§ Provided data:
* * * * * * * * *
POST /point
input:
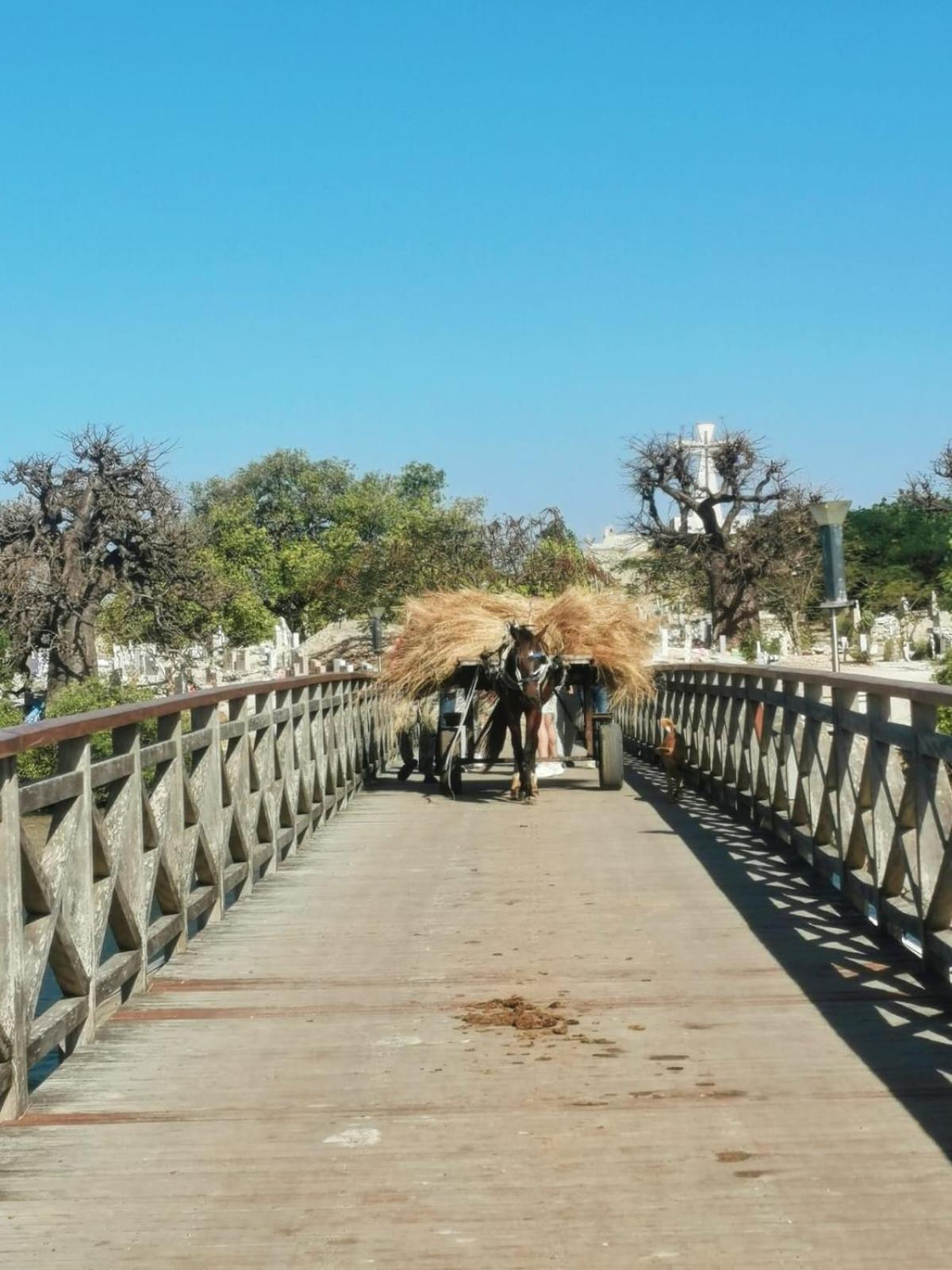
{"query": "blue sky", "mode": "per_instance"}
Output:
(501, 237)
* * * * * * * * *
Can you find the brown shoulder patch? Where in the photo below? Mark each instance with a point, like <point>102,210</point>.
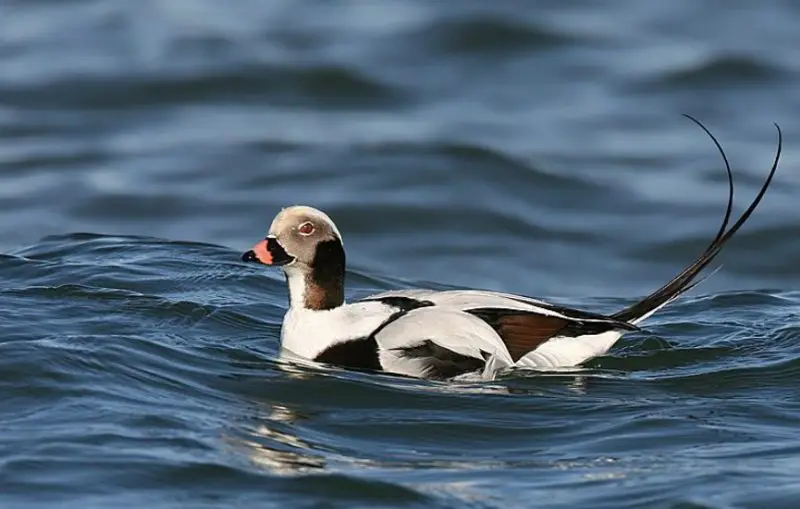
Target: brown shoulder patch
* * * * * * * * *
§ Directions for this task:
When the string "point" appears in a line of the records above, that line is to be copied.

§ Response area:
POST /point
Can you find the brown shoulder patch? Where in the photo below? Mark each instance with a point, like <point>102,210</point>.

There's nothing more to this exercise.